──────── Material for the task
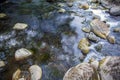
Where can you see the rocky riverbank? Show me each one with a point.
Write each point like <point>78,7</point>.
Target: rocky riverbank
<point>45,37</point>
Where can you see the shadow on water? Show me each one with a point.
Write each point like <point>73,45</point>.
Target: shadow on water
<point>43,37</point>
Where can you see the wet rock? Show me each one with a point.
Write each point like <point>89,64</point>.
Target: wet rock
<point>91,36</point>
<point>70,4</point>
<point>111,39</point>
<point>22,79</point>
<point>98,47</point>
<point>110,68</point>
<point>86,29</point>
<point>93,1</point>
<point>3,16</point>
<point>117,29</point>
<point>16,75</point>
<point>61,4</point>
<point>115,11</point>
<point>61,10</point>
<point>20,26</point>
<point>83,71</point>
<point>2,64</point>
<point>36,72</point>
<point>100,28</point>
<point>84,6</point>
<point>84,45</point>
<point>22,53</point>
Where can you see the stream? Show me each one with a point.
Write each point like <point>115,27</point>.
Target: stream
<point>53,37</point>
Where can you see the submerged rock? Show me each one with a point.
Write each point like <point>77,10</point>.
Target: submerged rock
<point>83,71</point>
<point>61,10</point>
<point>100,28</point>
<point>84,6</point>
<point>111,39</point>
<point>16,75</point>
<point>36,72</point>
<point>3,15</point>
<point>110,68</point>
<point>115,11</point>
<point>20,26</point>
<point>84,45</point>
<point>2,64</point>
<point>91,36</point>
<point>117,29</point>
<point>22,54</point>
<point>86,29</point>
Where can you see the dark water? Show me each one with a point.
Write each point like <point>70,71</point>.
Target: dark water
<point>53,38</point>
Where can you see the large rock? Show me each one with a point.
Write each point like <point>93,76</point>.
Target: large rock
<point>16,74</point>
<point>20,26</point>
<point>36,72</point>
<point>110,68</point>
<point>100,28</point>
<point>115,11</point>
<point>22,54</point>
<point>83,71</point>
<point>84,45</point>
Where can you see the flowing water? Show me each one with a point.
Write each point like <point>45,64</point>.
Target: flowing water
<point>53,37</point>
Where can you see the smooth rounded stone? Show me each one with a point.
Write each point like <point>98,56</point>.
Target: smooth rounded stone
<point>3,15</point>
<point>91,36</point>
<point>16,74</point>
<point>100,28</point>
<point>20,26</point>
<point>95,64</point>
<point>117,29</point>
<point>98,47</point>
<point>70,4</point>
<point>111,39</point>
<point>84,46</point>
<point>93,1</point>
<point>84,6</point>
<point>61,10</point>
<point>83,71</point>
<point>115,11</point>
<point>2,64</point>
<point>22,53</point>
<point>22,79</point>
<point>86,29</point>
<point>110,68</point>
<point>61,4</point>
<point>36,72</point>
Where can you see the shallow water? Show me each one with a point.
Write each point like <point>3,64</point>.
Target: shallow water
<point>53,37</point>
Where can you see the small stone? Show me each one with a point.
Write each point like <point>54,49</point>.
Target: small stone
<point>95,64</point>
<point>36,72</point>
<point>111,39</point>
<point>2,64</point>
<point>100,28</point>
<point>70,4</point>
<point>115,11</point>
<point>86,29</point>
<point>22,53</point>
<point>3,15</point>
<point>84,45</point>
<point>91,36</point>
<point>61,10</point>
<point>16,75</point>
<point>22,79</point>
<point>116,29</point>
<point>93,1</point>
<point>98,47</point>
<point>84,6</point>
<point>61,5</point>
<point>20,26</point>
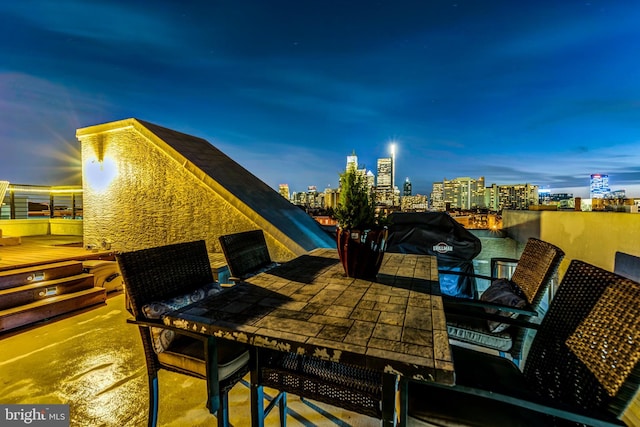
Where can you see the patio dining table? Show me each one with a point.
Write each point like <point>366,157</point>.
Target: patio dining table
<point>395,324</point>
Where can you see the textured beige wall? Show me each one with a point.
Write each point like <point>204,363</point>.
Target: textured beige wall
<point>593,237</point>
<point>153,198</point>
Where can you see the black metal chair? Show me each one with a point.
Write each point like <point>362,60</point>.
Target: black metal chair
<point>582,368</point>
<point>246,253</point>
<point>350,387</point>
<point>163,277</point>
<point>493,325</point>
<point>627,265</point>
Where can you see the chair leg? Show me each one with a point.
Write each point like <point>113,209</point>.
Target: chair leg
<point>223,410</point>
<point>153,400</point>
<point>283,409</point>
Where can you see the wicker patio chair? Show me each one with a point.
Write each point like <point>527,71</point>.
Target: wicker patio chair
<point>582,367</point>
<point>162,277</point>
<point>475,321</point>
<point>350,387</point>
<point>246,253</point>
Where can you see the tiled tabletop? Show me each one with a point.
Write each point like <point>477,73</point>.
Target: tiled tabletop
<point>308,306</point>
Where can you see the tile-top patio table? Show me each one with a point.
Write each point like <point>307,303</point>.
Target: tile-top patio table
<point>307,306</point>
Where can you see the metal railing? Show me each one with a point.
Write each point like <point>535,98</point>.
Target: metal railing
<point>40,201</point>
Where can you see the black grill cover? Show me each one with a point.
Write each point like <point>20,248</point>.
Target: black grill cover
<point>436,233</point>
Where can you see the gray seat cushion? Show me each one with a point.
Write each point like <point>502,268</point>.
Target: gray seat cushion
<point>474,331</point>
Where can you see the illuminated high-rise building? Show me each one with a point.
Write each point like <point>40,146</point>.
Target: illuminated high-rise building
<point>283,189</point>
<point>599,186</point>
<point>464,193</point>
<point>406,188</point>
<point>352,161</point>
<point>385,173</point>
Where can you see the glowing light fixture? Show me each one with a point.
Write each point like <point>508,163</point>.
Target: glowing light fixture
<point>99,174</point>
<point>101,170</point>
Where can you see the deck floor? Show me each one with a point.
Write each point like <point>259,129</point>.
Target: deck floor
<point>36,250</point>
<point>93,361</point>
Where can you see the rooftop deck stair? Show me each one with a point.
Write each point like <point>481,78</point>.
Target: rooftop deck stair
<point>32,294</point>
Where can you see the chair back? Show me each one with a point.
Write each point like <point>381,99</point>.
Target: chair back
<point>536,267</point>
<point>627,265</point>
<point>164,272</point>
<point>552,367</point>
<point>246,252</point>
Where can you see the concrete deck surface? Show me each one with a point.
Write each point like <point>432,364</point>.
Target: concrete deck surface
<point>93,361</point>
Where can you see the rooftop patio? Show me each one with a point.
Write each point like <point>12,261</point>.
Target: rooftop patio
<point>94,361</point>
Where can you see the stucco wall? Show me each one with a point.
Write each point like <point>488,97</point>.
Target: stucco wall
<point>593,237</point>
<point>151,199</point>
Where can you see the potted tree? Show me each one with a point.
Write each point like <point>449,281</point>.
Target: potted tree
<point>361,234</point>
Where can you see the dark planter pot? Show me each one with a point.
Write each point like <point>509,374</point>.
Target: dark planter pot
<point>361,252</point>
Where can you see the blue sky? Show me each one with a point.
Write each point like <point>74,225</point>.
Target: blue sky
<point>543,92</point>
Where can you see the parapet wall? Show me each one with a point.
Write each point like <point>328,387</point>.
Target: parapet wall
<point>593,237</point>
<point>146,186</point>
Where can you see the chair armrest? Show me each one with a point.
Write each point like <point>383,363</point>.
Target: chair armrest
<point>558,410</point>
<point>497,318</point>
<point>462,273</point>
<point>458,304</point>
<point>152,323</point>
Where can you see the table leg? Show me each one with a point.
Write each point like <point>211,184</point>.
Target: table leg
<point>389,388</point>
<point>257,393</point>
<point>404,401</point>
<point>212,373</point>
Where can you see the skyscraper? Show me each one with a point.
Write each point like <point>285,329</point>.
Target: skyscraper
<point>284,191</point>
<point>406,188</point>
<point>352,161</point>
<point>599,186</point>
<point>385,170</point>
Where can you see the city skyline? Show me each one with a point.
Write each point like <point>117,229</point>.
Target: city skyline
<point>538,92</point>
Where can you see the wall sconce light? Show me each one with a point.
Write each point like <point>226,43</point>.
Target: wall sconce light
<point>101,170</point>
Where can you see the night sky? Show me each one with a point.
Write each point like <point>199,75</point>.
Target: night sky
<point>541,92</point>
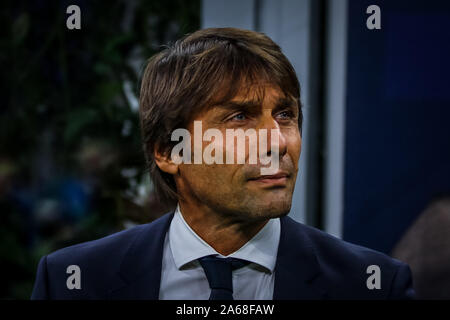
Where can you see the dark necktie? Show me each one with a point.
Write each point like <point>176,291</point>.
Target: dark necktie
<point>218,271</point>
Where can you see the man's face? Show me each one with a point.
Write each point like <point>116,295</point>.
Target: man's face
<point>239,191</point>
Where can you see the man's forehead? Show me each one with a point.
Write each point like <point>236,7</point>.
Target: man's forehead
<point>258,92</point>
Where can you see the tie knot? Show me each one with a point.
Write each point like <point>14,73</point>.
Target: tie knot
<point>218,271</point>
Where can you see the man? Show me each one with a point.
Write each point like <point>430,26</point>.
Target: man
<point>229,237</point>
────────────────
──────── Material for the task
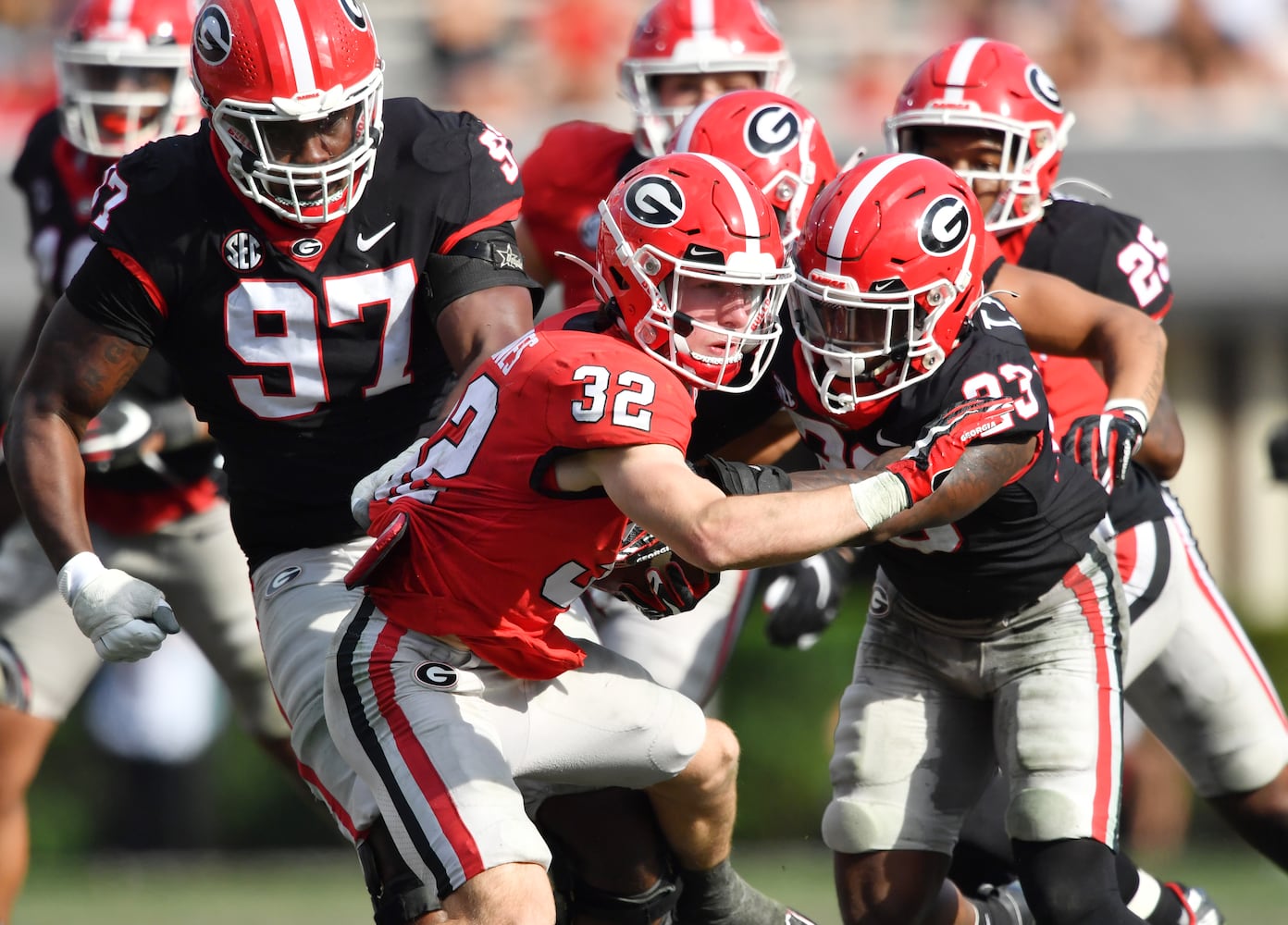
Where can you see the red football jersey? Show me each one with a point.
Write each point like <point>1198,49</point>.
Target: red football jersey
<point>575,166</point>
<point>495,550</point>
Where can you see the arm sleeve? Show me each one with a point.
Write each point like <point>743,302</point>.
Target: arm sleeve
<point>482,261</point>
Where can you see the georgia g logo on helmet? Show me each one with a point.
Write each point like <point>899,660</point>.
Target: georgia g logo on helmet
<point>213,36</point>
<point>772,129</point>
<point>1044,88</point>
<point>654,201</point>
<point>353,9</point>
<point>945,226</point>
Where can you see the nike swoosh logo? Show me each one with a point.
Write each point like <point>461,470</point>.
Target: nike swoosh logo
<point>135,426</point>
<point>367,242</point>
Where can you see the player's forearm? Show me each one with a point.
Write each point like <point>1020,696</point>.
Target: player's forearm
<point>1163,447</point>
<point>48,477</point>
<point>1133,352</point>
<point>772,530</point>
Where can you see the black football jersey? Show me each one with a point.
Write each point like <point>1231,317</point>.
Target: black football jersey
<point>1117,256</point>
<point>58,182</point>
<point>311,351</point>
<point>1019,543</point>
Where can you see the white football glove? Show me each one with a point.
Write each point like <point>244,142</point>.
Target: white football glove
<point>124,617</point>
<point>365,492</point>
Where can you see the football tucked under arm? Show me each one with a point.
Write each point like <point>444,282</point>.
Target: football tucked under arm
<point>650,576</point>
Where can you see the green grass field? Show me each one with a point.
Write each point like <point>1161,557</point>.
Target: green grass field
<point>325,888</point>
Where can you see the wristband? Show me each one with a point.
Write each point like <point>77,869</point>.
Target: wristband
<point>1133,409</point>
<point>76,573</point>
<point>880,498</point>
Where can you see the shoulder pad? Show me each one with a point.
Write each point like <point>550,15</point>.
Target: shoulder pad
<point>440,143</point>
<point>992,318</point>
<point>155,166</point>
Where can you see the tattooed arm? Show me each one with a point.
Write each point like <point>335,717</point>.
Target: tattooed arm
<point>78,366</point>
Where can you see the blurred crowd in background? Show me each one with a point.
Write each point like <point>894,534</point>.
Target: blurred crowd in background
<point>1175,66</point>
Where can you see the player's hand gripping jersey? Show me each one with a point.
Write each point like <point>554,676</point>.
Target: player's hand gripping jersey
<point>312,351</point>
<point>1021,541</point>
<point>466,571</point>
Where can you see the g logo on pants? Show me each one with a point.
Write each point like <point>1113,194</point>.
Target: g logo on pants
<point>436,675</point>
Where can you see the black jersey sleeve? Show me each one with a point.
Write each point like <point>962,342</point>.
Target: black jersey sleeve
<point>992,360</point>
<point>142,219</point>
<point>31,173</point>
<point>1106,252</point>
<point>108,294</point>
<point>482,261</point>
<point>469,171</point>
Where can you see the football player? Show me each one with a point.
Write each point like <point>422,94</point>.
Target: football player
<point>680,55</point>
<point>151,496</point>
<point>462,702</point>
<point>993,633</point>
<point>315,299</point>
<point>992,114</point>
────────────────
──────── Material for the task
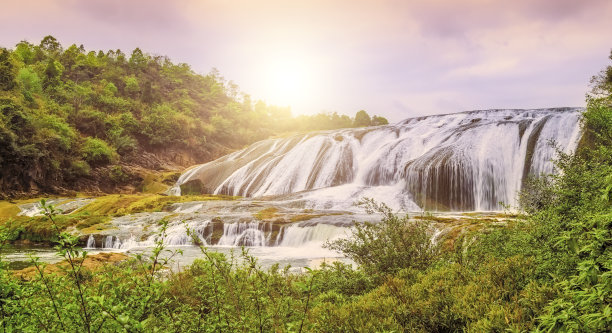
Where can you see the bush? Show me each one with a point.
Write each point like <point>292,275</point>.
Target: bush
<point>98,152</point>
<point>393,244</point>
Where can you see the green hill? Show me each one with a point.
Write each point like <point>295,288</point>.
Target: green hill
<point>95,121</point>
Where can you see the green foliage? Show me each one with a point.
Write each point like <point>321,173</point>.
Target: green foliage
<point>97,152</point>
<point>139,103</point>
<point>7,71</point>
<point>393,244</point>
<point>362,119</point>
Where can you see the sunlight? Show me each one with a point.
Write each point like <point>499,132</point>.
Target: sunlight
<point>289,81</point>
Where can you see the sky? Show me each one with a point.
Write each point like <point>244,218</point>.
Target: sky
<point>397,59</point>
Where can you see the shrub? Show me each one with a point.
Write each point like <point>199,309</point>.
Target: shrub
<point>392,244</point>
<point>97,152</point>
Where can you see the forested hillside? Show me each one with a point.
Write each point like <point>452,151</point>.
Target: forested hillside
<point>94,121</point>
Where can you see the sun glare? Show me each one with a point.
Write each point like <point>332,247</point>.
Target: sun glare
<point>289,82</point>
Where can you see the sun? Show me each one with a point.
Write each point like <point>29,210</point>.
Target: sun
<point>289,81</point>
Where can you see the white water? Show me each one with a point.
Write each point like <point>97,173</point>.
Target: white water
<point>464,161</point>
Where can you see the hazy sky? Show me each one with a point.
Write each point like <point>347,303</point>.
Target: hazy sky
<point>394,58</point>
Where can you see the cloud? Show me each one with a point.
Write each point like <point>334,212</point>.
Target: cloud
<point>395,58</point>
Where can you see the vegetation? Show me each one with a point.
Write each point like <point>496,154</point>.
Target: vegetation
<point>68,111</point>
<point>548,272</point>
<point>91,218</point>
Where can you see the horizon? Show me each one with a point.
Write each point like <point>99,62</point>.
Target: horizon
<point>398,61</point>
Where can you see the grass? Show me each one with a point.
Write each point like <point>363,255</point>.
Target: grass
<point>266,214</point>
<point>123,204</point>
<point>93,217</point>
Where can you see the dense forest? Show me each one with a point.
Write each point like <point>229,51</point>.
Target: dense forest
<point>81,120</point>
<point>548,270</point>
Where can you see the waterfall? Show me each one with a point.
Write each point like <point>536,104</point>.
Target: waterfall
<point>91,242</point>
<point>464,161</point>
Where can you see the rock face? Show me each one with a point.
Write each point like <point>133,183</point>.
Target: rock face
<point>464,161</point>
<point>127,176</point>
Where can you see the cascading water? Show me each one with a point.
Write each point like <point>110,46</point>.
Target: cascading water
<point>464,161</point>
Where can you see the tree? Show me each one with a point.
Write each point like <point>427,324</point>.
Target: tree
────────────────
> [About this task] Would you output, from the records above, exactly the run of lines that starts at the line containing "Write each point like <point>133,183</point>." and ends at the line containing "Target: tree", and only that run?

> [Solution for this exercise]
Write each point like <point>133,183</point>.
Target: rock face
<point>464,161</point>
<point>127,176</point>
Where can you see the cascading water? Show me each one with a point.
Write each point like <point>110,46</point>.
Target: cascading water
<point>464,161</point>
Where can you see the tree? Show me each one with a point.
Write each point like <point>427,324</point>.
Target: tree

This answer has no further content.